● **Consegna**
Per favore, riscrivi il passo del documento di partenza che inizia con le parole "Solaris: gli specchi" e si ferma dopo "genere di fantascienza.", sostituendo "Tarkovskij" con "Tarkovsky".

● **Documento di partenza**
━━━━━━━━
Solaris: gli specchi della mente in Tarkovskij e Soderbergh
November 15, 2018Solaris è un titolo che accomuna due registi di stili ed epoche diverse come Andreij Tarkovskij e Steven Soderbergh. Entrambi hanno riadattato l’omonimo romanzo di Stanislaw Lem (in Italia pubblicato da Sellerio Editore) per il grande schermo: la prima versione è quella sovietica (del 1972), mentre il remake è stato realizzato nel 2002. Nonostante la trasposizione sia avvenuta in modo differente, mettendo in risalto la ricerca morale e scientifica dell’uomo verso l’ignoto (in Tarkovskij) o rendendo centrale la storia d’amore (in Soderbergh) è riduttivo etichettare il film Solaris come genere di fantascienza.
Fondamentale è il percorso del protagonista Kelvin (il primo interprete è stato Donatas Banionis, seguito da George Clooney) verso la verità e una possibile risposta agli eventi che vivrà durante il periodo trascorso in orbita. L’incontro con l’ignoto, nell’impossibilità di una remota comprensione, è dovuto ad una mancanza di un linguaggio condiviso: da una parte abbiamo la debolezza dell’essere umano incapace di stabilire un contatto con l’altro (a discapito del progresso tecnologico-scientifico a sua disposizione) e dall’altra un oceano pulsante, il pianeta fumoso emerso dallo spazio profondo: Solaris. Kris Kelvin, viene inviato nella stazione attorno al pianeta per fare luce sui fatti che i suoi tre compagni scienziati si sono ritrovati a vivere (da strani fenomeni ad allucinazioni passando per stati di alterazione e suicidi). Rispondendo in questo modo anche alla loro richiesta di aiuto, Kelvin dovrà effettuare delle ricerche per prendere una decisione: tornare sulla terra o effettuare un contatto con questa cosa che nel frattempo sta reagendo, come se si sentisse osservata e minacciata.
━━━━━━━━
● **Righe**

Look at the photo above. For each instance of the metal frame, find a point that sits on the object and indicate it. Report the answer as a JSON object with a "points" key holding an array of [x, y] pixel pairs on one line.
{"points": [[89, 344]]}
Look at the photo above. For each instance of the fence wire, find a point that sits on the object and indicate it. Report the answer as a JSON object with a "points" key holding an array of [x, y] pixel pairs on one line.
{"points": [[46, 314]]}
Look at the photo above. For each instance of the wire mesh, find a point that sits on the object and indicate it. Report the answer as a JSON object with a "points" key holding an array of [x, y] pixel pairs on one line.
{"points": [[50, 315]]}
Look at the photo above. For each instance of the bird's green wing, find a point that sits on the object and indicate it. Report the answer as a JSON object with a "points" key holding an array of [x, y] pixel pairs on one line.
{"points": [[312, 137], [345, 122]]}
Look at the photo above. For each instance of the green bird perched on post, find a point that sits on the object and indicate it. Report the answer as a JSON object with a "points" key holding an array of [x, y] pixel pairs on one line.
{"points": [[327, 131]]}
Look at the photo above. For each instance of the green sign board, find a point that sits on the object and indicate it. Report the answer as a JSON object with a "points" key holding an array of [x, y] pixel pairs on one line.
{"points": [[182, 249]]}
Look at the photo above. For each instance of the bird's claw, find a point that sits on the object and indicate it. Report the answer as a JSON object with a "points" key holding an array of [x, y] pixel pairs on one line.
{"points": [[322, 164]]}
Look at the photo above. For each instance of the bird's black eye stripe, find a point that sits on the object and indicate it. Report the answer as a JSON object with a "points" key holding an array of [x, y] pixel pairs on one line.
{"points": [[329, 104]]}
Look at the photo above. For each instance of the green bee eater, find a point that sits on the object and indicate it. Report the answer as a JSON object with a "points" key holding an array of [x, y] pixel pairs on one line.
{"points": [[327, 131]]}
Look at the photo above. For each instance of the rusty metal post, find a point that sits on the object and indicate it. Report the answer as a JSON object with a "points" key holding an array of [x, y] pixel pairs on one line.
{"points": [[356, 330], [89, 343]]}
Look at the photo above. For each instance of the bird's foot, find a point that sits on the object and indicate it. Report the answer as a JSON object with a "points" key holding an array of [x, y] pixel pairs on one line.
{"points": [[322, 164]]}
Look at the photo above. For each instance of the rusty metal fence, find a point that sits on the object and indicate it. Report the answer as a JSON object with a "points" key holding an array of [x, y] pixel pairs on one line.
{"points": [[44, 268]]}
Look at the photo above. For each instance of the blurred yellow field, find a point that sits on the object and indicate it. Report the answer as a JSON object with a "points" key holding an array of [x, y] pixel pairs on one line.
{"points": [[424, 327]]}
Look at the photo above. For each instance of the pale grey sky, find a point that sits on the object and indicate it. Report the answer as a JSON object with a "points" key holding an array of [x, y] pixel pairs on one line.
━━━━━━━━
● **Risposta scritta**
Solaris: gli specchi della mente in Tarkovsky e Soderbergh
November 15, 2018Solaris è un titolo che accomuna due registi di stili ed epoche diverse come Andreij Tarkovsky e Steven Soderbergh. Entrambi hanno riadattato l’omonimo romanzo di Stanislaw Lem (in Italia pubblicato da Sellerio Editore) per il grande schermo: la prima versione è quella sovietica (del 1972), mentre il remake è stato realizzato nel 2002. Nonostante la trasposizione sia avvenuta in modo differente, mettendo in risalto la ricerca morale e scientifica dell’uomo verso l’ignoto (in Tarkovsky) o rendendo centrale la storia d’amore (in Soderbergh) è riduttivo etichettare il film Solaris come genere di fantascienza.